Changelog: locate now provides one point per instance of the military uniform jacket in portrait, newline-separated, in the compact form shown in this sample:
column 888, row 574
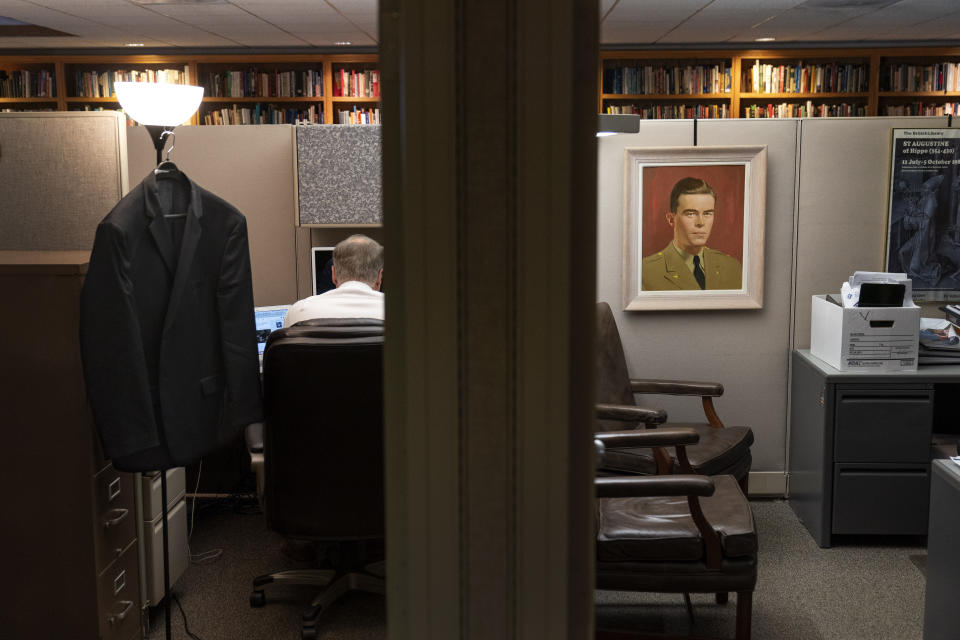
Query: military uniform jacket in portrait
column 167, row 332
column 666, row 271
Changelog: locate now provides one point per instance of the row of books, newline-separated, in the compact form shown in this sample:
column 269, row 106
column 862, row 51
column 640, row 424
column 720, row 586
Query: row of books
column 268, row 84
column 672, row 111
column 358, row 116
column 944, row 76
column 263, row 114
column 24, row 83
column 804, row 110
column 356, row 84
column 923, row 109
column 801, row 78
column 94, row 84
column 669, row 80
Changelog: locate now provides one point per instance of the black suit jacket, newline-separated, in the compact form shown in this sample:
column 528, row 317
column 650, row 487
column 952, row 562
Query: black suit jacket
column 167, row 332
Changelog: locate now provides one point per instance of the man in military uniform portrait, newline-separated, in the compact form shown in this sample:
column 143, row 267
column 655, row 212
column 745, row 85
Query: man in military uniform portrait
column 687, row 263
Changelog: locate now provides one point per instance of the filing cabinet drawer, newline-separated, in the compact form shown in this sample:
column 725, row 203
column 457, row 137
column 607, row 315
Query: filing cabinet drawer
column 151, row 491
column 115, row 523
column 118, row 597
column 882, row 425
column 179, row 552
column 891, row 499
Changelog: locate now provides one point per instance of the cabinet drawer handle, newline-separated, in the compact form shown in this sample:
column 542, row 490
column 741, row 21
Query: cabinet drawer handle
column 116, row 618
column 117, row 516
column 113, row 490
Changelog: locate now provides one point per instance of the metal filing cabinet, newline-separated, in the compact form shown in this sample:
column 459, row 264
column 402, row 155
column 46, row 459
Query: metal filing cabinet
column 68, row 526
column 860, row 448
column 179, row 554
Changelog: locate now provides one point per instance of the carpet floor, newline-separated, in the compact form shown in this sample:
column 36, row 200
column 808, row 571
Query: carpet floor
column 860, row 589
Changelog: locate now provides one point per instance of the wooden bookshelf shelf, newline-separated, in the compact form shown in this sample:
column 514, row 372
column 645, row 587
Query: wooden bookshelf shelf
column 275, row 99
column 919, row 94
column 74, row 100
column 666, row 96
column 70, row 71
column 802, row 96
column 864, row 69
column 27, row 100
column 357, row 99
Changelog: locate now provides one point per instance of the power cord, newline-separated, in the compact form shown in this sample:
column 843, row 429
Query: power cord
column 184, row 616
column 205, row 557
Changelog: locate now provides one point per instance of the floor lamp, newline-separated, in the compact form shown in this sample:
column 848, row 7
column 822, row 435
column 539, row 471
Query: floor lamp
column 160, row 108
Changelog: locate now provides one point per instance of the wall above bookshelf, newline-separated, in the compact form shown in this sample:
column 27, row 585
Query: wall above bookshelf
column 780, row 83
column 238, row 89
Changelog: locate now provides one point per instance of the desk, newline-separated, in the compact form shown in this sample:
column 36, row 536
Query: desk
column 940, row 617
column 860, row 447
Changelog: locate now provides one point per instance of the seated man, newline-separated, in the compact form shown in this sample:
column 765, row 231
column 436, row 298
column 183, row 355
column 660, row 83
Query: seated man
column 357, row 273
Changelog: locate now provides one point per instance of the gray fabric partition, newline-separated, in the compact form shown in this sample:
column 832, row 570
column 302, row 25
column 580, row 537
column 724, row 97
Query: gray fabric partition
column 60, row 173
column 339, row 174
column 843, row 203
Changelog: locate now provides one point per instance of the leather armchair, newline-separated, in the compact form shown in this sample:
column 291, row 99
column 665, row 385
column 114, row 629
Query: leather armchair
column 681, row 533
column 720, row 450
column 322, row 447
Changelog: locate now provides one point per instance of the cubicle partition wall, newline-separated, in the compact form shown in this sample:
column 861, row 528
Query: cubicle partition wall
column 60, row 173
column 253, row 168
column 826, row 208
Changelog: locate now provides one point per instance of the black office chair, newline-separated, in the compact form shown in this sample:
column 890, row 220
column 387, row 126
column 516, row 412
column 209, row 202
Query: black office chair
column 323, row 454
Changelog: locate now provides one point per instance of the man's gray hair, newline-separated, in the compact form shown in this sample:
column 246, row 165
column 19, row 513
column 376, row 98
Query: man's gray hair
column 359, row 257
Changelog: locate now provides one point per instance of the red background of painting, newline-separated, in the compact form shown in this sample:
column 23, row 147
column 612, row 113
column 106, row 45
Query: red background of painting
column 727, row 182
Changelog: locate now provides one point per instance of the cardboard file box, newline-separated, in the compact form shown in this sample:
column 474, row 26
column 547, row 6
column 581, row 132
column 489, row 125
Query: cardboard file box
column 864, row 338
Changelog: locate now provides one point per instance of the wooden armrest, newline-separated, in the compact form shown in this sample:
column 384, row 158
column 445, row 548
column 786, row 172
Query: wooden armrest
column 647, row 438
column 677, row 387
column 692, row 486
column 651, row 486
column 631, row 413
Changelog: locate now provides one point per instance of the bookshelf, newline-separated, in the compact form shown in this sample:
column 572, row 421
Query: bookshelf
column 673, row 85
column 28, row 84
column 781, row 83
column 238, row 89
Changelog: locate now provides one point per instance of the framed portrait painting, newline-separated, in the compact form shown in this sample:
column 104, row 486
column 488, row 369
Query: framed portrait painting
column 693, row 227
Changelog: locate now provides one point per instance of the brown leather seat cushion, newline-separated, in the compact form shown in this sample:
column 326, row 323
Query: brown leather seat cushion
column 718, row 451
column 660, row 528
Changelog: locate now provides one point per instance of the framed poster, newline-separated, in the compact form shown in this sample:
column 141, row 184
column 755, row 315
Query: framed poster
column 693, row 227
column 923, row 231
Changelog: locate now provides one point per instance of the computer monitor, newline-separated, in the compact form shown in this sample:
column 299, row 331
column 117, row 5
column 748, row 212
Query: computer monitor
column 320, row 260
column 267, row 320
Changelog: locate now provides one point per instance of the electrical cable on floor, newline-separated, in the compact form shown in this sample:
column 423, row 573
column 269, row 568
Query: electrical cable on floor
column 184, row 616
column 205, row 557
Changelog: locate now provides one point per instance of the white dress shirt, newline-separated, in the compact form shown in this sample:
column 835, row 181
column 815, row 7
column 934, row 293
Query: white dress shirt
column 352, row 299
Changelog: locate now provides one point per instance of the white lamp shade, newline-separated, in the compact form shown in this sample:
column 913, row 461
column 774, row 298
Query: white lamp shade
column 156, row 103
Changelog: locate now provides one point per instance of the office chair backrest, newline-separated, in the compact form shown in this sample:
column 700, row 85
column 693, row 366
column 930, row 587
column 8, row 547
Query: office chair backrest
column 323, row 434
column 613, row 378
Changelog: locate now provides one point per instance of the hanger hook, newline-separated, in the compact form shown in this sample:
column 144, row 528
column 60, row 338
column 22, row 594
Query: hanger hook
column 173, row 142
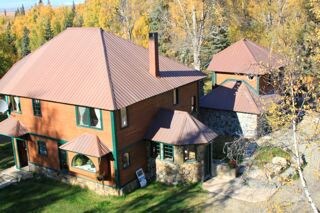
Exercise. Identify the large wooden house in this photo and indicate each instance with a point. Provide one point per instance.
(91, 108)
(242, 89)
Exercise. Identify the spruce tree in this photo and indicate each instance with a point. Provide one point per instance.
(48, 33)
(25, 44)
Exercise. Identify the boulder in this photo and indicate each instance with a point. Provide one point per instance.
(280, 161)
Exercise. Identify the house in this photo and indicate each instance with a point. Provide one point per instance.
(90, 108)
(242, 89)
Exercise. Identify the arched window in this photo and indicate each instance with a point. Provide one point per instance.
(83, 162)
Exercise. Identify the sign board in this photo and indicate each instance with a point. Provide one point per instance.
(141, 178)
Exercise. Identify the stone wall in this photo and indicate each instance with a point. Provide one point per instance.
(230, 123)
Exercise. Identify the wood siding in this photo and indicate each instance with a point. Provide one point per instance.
(140, 115)
(57, 121)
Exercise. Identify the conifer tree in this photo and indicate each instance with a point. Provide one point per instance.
(25, 45)
(48, 33)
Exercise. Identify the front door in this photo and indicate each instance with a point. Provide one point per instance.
(208, 162)
(22, 152)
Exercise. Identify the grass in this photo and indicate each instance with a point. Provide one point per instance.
(265, 154)
(6, 153)
(46, 195)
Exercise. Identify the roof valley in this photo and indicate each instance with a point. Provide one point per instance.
(108, 69)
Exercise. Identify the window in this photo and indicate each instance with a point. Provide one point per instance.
(89, 117)
(167, 152)
(36, 107)
(189, 153)
(162, 151)
(125, 160)
(175, 97)
(193, 103)
(250, 77)
(42, 148)
(15, 104)
(83, 162)
(124, 118)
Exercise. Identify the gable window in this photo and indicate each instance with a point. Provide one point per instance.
(124, 117)
(193, 103)
(42, 148)
(89, 117)
(162, 151)
(36, 107)
(175, 96)
(189, 153)
(125, 160)
(15, 104)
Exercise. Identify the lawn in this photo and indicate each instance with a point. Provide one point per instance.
(6, 153)
(46, 195)
(265, 154)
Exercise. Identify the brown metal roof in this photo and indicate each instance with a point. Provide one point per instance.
(12, 127)
(90, 67)
(232, 96)
(245, 57)
(86, 144)
(178, 128)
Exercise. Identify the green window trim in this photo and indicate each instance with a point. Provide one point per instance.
(88, 118)
(175, 96)
(36, 105)
(164, 151)
(126, 160)
(13, 107)
(42, 148)
(213, 79)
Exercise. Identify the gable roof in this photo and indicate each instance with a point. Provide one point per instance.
(86, 144)
(178, 128)
(90, 67)
(12, 127)
(245, 57)
(232, 96)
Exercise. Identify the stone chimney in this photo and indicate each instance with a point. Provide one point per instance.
(153, 55)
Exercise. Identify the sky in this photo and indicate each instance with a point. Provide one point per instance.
(11, 5)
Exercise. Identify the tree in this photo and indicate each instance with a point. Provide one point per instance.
(25, 45)
(48, 33)
(22, 11)
(216, 41)
(192, 20)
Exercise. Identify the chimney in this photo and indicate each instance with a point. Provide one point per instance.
(153, 55)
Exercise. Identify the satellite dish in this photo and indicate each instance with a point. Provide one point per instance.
(3, 106)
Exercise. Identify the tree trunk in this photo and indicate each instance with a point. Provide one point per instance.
(297, 155)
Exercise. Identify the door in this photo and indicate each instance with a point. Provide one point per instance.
(208, 162)
(22, 152)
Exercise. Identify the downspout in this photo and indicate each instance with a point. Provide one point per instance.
(115, 148)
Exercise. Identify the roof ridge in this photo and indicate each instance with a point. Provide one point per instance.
(108, 68)
(250, 51)
(251, 96)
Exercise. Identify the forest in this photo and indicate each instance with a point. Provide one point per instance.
(190, 31)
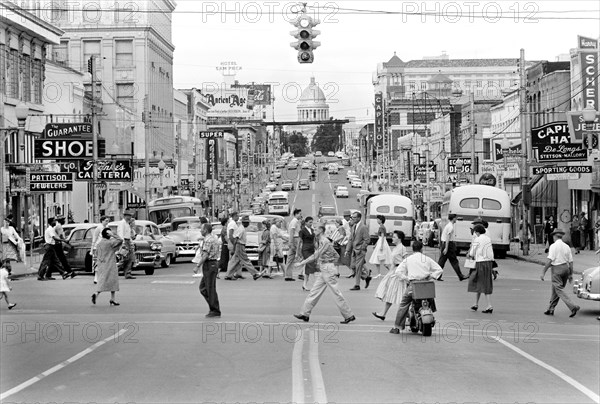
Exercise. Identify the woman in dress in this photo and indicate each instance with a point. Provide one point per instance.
(480, 280)
(10, 242)
(108, 274)
(279, 238)
(382, 254)
(264, 257)
(391, 288)
(307, 248)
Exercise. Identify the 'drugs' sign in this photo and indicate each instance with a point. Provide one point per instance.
(553, 143)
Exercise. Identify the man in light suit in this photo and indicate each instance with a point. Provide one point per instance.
(357, 249)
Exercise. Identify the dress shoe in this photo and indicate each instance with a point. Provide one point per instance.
(301, 317)
(347, 320)
(382, 318)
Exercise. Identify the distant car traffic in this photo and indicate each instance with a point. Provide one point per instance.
(341, 192)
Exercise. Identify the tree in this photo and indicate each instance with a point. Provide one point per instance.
(327, 138)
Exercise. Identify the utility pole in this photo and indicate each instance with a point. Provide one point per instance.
(472, 125)
(524, 167)
(147, 125)
(95, 216)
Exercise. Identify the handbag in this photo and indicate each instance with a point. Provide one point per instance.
(469, 263)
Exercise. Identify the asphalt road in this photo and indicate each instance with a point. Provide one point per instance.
(158, 346)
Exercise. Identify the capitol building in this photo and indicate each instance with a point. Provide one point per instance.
(311, 107)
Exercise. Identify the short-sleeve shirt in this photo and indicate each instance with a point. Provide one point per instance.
(49, 234)
(211, 246)
(560, 253)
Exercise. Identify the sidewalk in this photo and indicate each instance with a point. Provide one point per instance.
(582, 261)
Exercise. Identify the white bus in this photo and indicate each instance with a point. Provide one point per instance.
(489, 203)
(163, 210)
(279, 203)
(398, 211)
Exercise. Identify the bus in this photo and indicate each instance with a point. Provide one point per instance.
(163, 210)
(398, 211)
(279, 203)
(489, 203)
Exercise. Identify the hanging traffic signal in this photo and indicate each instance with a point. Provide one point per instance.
(305, 34)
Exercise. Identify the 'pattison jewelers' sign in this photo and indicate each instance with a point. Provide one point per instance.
(553, 143)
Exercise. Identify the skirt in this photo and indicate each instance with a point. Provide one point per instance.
(391, 288)
(381, 257)
(480, 278)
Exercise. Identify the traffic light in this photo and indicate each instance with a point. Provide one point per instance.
(305, 35)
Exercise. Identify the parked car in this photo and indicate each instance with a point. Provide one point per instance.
(303, 184)
(588, 286)
(341, 192)
(327, 211)
(151, 247)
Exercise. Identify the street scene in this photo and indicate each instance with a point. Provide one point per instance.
(278, 221)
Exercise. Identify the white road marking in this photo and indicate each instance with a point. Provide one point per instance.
(60, 366)
(595, 397)
(297, 377)
(319, 395)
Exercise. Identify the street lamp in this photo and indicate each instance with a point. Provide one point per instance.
(161, 169)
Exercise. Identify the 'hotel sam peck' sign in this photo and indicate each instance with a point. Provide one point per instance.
(553, 143)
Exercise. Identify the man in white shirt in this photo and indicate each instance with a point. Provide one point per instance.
(294, 230)
(127, 254)
(560, 259)
(415, 267)
(448, 248)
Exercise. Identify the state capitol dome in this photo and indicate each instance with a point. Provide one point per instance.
(313, 104)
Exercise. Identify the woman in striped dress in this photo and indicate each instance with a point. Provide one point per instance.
(391, 288)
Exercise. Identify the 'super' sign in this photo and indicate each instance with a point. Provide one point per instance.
(211, 134)
(66, 149)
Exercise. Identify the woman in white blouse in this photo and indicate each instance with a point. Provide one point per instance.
(480, 280)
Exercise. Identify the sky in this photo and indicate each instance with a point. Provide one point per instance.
(358, 35)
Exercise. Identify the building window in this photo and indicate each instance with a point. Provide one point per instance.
(90, 48)
(125, 95)
(124, 53)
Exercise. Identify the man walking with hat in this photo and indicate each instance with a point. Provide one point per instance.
(126, 251)
(240, 257)
(561, 261)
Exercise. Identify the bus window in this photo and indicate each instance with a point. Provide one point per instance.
(469, 203)
(491, 204)
(383, 209)
(400, 209)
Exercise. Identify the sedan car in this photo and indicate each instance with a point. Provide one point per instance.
(151, 247)
(588, 286)
(341, 192)
(327, 211)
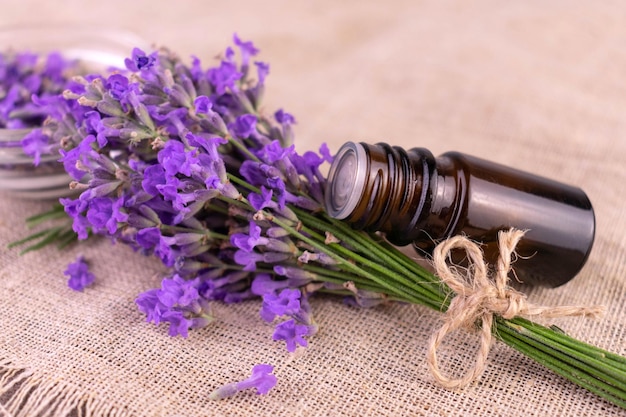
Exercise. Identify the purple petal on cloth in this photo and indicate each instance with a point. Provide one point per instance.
(262, 379)
(292, 334)
(79, 275)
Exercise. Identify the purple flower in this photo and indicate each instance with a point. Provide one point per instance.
(274, 152)
(291, 333)
(247, 49)
(262, 379)
(287, 303)
(80, 153)
(224, 76)
(79, 275)
(202, 104)
(262, 70)
(244, 126)
(247, 242)
(153, 176)
(209, 143)
(284, 118)
(174, 159)
(105, 213)
(325, 152)
(259, 202)
(139, 60)
(35, 144)
(74, 209)
(117, 84)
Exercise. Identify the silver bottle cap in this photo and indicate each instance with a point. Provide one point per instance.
(346, 180)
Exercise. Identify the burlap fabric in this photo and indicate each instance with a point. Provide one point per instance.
(537, 85)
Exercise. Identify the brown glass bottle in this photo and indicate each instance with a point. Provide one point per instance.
(416, 198)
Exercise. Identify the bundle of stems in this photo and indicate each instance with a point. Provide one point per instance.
(380, 267)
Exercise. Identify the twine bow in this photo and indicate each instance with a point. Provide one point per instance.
(480, 298)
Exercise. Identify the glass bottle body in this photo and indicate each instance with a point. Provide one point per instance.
(416, 198)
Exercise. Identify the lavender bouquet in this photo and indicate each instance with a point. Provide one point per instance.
(181, 162)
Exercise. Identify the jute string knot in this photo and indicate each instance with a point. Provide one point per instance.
(479, 297)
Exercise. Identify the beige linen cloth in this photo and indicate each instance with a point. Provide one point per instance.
(536, 85)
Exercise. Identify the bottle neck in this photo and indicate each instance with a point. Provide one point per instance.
(386, 189)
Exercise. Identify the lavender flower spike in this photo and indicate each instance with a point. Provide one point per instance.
(261, 379)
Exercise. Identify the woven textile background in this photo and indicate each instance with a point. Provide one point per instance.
(538, 85)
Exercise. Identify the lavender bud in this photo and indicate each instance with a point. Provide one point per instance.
(110, 107)
(276, 232)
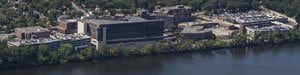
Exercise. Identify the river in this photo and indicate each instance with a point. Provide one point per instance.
(261, 60)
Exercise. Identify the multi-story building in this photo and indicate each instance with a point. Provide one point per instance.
(129, 31)
(179, 13)
(32, 32)
(67, 26)
(78, 41)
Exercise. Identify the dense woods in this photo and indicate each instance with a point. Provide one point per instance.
(45, 12)
(22, 57)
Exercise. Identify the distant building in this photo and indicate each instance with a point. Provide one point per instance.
(254, 30)
(223, 33)
(251, 18)
(196, 33)
(179, 13)
(67, 26)
(54, 42)
(128, 30)
(32, 32)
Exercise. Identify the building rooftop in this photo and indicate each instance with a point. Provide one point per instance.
(53, 38)
(127, 19)
(268, 28)
(166, 10)
(32, 29)
(196, 29)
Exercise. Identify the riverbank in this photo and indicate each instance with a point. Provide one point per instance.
(26, 57)
(258, 60)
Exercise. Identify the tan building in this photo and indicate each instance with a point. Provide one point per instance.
(179, 13)
(32, 32)
(67, 26)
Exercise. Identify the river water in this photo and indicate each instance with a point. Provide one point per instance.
(262, 60)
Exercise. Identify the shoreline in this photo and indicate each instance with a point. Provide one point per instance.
(143, 55)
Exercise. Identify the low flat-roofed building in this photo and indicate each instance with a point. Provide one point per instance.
(32, 32)
(68, 26)
(252, 31)
(205, 24)
(196, 33)
(179, 13)
(129, 30)
(78, 41)
(223, 33)
(251, 18)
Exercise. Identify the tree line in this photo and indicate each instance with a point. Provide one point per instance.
(45, 12)
(26, 56)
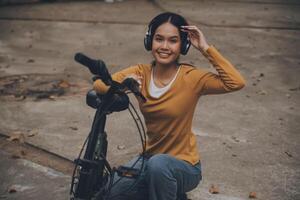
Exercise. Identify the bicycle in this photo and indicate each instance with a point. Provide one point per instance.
(92, 177)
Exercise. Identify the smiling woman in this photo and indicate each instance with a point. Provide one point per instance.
(172, 161)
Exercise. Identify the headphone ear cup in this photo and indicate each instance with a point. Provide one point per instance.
(185, 46)
(147, 42)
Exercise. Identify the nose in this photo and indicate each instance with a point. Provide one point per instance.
(165, 45)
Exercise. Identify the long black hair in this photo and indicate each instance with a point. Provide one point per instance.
(173, 18)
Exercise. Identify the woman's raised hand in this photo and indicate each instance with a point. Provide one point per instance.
(196, 37)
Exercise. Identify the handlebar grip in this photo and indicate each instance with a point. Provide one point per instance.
(96, 67)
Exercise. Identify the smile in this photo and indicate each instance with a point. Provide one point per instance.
(163, 54)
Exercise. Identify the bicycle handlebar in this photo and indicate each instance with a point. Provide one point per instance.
(98, 68)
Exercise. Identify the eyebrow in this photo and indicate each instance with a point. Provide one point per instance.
(158, 35)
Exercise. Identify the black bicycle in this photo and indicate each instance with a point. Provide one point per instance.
(93, 176)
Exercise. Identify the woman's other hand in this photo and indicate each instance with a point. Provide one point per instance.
(196, 37)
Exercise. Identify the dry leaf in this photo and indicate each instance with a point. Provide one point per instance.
(12, 190)
(15, 156)
(52, 97)
(17, 137)
(23, 153)
(33, 133)
(214, 189)
(121, 147)
(252, 195)
(73, 128)
(64, 84)
(262, 92)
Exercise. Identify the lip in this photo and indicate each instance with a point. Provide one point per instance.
(163, 54)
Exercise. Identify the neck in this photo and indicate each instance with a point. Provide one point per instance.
(165, 71)
(163, 74)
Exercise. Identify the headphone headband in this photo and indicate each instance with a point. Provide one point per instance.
(185, 42)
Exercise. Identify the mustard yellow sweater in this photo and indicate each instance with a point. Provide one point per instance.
(169, 118)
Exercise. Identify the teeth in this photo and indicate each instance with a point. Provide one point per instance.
(163, 54)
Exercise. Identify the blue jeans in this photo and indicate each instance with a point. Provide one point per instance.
(163, 177)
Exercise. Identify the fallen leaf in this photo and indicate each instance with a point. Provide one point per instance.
(17, 137)
(214, 189)
(121, 147)
(64, 84)
(252, 195)
(52, 97)
(33, 133)
(15, 156)
(262, 92)
(12, 190)
(288, 154)
(23, 153)
(30, 61)
(73, 128)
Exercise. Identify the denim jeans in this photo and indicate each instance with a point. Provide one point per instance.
(163, 177)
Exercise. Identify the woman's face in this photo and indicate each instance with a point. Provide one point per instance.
(166, 44)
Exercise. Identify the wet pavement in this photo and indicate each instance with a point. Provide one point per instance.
(248, 140)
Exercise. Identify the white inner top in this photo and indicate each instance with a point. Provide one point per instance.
(157, 91)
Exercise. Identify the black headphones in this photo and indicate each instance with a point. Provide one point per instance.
(185, 43)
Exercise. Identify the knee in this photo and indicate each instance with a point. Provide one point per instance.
(158, 165)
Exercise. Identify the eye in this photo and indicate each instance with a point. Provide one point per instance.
(158, 39)
(174, 41)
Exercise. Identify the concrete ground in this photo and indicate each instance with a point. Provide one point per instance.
(248, 140)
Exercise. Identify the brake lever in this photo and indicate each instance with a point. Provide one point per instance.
(133, 85)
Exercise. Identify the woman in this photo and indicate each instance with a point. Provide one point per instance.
(172, 165)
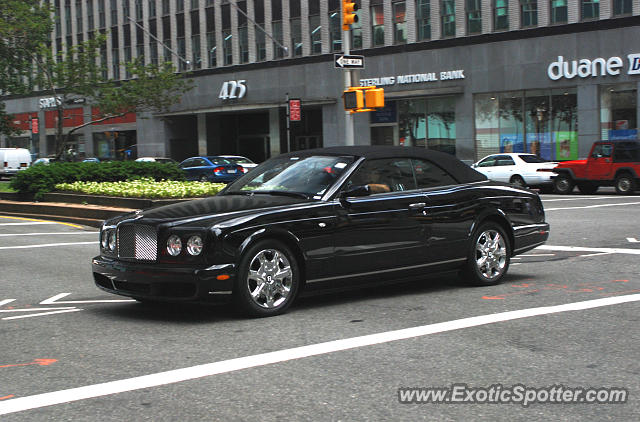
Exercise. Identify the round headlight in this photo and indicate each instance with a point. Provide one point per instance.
(104, 239)
(112, 240)
(174, 245)
(194, 245)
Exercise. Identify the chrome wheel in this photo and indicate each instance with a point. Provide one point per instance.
(269, 279)
(491, 254)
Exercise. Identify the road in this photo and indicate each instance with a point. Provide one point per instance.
(567, 314)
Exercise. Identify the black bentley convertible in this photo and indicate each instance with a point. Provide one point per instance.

★ ★ ★ ★

**Task goal:**
Using the entries above, repeat only the lines from the one containing "column 23, row 147" through the one containing "column 445, row 548", end lines included.

**Task answer:**
column 23, row 147
column 612, row 113
column 106, row 45
Query: red background of painting
column 727, row 182
Changelog: locate now provides one point per instance of the cardboard file box, newline-separated, in the compact form shown in this sample:
column 474, row 26
column 547, row 6
column 581, row 132
column 489, row 125
Query: cardboard file box
column 864, row 338
Changelog: locate now provides one point per instance of the wooden armrest, newline-separated, in the compact form shown in this sample:
column 384, row 158
column 445, row 548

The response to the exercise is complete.